▶ DATA TO PROCESS
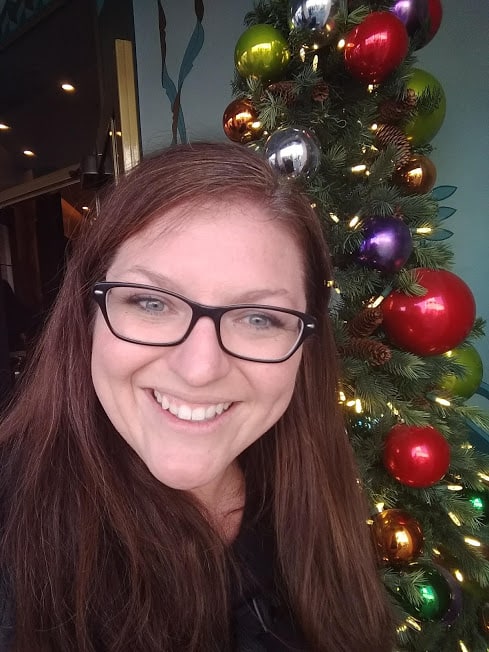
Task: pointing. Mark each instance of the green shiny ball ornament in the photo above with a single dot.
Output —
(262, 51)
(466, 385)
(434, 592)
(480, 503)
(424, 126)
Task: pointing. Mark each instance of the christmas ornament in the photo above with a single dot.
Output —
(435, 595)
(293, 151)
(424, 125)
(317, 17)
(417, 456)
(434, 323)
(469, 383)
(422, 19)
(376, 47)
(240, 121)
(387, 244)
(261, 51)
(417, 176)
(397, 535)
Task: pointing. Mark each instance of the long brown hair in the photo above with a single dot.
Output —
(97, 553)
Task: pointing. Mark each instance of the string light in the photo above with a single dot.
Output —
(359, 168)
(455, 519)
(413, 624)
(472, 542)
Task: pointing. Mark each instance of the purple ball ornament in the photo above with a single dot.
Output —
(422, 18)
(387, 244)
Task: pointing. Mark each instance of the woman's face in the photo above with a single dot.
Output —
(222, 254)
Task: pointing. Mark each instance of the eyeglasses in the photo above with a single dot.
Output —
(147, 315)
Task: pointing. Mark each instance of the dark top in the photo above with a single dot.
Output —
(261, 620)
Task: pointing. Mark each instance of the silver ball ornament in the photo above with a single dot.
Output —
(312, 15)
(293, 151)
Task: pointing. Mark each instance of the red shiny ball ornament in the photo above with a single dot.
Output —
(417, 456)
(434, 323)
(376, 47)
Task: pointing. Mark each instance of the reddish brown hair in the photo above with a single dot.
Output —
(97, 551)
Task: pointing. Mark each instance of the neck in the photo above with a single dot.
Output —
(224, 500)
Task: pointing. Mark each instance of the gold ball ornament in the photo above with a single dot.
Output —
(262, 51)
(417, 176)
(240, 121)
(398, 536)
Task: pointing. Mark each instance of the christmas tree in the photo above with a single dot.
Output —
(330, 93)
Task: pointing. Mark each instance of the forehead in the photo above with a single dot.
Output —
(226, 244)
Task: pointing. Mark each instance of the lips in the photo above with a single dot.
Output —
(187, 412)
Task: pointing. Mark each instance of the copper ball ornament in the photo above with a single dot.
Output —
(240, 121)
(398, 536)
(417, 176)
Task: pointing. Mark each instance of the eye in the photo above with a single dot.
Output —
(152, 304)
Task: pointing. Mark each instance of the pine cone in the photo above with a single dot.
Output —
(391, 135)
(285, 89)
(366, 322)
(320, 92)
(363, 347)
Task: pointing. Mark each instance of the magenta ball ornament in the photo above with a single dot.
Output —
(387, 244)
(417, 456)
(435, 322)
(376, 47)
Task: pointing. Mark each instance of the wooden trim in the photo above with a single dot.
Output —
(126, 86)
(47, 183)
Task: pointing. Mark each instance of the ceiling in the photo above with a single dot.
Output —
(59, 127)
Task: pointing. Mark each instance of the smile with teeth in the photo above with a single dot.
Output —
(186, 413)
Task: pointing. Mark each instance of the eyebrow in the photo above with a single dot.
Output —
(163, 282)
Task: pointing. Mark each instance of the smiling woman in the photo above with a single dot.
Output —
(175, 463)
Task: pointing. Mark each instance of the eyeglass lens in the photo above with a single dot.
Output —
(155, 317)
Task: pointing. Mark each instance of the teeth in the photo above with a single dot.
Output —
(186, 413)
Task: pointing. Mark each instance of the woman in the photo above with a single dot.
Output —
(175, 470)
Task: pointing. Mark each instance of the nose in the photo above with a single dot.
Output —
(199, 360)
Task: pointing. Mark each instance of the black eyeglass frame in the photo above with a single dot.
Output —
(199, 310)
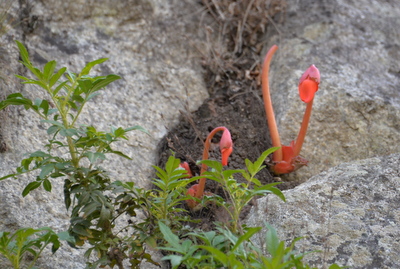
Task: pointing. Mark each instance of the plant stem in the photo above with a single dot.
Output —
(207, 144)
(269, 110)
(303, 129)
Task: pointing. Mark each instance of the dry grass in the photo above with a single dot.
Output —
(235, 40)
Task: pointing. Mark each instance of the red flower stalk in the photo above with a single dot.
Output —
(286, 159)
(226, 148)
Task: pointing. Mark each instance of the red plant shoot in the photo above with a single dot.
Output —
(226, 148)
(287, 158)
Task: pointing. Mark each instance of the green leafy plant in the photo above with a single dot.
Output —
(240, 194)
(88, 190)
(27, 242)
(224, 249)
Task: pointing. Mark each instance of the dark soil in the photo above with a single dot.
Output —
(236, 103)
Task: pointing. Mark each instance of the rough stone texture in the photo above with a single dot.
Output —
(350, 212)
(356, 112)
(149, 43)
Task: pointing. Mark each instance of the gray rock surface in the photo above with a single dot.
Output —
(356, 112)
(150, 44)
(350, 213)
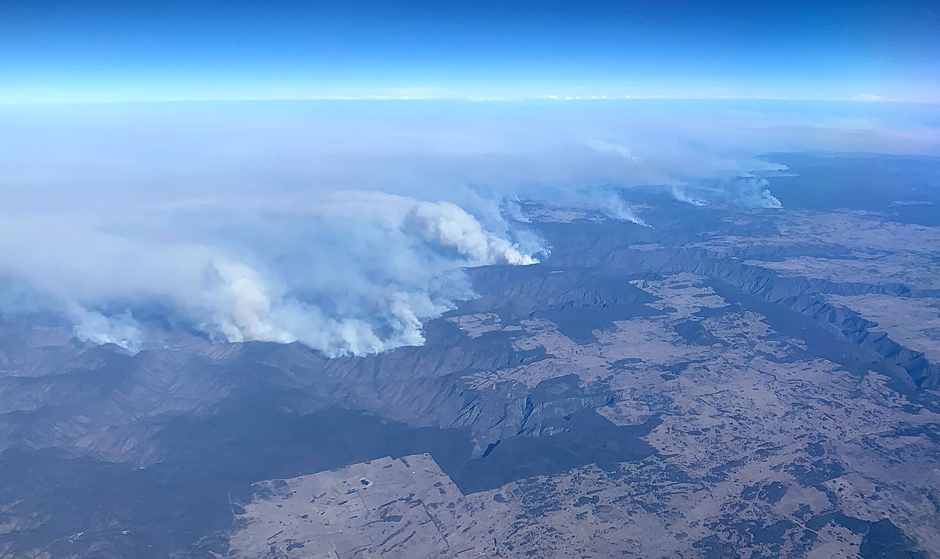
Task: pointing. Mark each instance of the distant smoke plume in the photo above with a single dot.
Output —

▶ STATED TASK
Nothing in the entries above should change when they are printed again, except that the pictures are dropped.

▶ RESULT OF THE EXERCISE
Task: pointing. Mark each instance of the green shiny ball ornament in the photo above with a single dot.
Output —
(262, 51)
(466, 385)
(434, 592)
(480, 503)
(424, 126)
Task: pointing. Mark each instance of the christmas ornament in the photo above with a single dot.
Output —
(435, 595)
(293, 151)
(424, 125)
(317, 17)
(417, 456)
(434, 323)
(469, 383)
(422, 19)
(376, 47)
(240, 121)
(387, 244)
(261, 51)
(417, 176)
(397, 535)
Task: pointing. Mark each instance of the long brown hair in the photo above with a single dot.
Output —
(97, 553)
Task: pointing. Mark each instance of the string light in the photo above with a single dot.
Output —
(359, 168)
(455, 519)
(413, 624)
(472, 542)
Task: pointing. Mark each instance of the purple ball ornament in the photo above with a single dot.
Output —
(422, 18)
(387, 244)
Task: pointing. Mark each instance of the woman's face in the photo above with a single dot.
Output —
(222, 254)
Task: pointing. Mark each instance of the eyeglasses in the photo above with a single dot.
Output —
(147, 315)
Task: pointing. Mark each instance of the dark top in the photo above with a single dot.
Output —
(261, 620)
Task: pointing. Mark each instance of the silver ball ornament in the photo above with a single dot.
Output —
(312, 15)
(293, 151)
Task: pointing. Mark each instance of the red shiny ball ornament in the photo above with a single dot.
Output —
(417, 456)
(434, 323)
(376, 47)
Task: pointing. Mark each instance of the reddish brown hair in the photo above with a single dot.
Output —
(97, 551)
Task: pointing. Mark each instance of the neck in the photo above with a single dot.
Output —
(224, 500)
Task: pointing. Mark each instance of the gold ball ornament in the photo above with a single dot.
Output —
(262, 51)
(417, 176)
(240, 121)
(398, 536)
Task: pointing. Mark each instance of the christmas tree in the photo above with a single dot.
Output —
(330, 93)
Task: pointing. Mark each instance of the forehead in the photo above with a single dot.
Output —
(226, 244)
Task: pointing. Mark each instance of the lips in the photo above with a single dot.
Output —
(187, 412)
Task: pointing. Mark each instance of the copper ball ornament in the photo above with a single dot.
Output —
(240, 121)
(398, 536)
(417, 176)
Task: pointing. Mark each instance of the eye in the photo above with a single dot.
Output —
(152, 304)
Task: pointing. Mark each instance of the pine cone in the photo above with a single dot.
Output —
(391, 135)
(285, 89)
(366, 322)
(320, 92)
(363, 347)
Task: pointing. Mark each instance of the magenta ball ornament in the photo above with a single dot.
Output —
(387, 244)
(417, 456)
(435, 322)
(376, 47)
Task: pointing. Mark each instance of the wooden trim in the photo above with a single dot.
Output —
(126, 86)
(47, 183)
Task: pointing. Mark each instance of the ceiling in the photo above with a single dot.
Output —
(59, 127)
Task: pointing. Mark each instance of the smile with teeth in the photo above with a single dot.
Output —
(186, 413)
Task: pointing. Mark each instance of the eyebrow in the photo above with a single dot.
Output —
(163, 282)
Task: pointing. Mark each instance of the smiling woman in the photo above with a single dot.
Output —
(175, 463)
Task: pointing. Mark each instance of the eyeglass lens in the photo above with a single dot.
Output —
(155, 317)
Task: pointing. Mark each instance of the teeth in the photo above with a single dot.
Output —
(186, 413)
Task: pointing. Mark each instance of the woman in the photo above with a single dot.
Output —
(175, 470)
Task: pointing. Mark each instance of the nose in the photo above with a single dot.
Output —
(199, 360)
Task: pointing. Mark each instance of the black eyeglass frame in the photo above with a single dot.
Output —
(199, 310)
Task: pointing. Mark each instance of the plant stem in the photo above with a single dot.
Output —
(207, 144)
(269, 110)
(303, 129)
Task: pointing. Mark each instance of the dry grass in the photo above with a single dot.
Output —
(235, 40)
Task: pointing. Mark each instance of the red flower stalk in the photo above with a single dot.
Output —
(286, 159)
(226, 148)
Task: pointing. Mark each instance of the red plant shoot in the photo above with a single dot.
Output —
(226, 148)
(287, 158)
Task: pointing. Mark each instance of the green leafy plant in the photo above with a single dot.
Output —
(240, 194)
(88, 190)
(27, 242)
(224, 249)
Task: pointing. Mark each instance of the dark soil in the photo above with a single dot.
Output —
(236, 103)
Task: pointing. Mark each instance of the rough stone texture in the photo above with a single dot.
Output —
(350, 212)
(356, 112)
(149, 43)
Task: pointing. Mark each instance of the gray rock surface in the photo above with a single dot.
Output —
(356, 112)
(150, 44)
(350, 213)
Task: pointing. Mark each instance of the distant smoke plume in the photo above with a single dot.
Output —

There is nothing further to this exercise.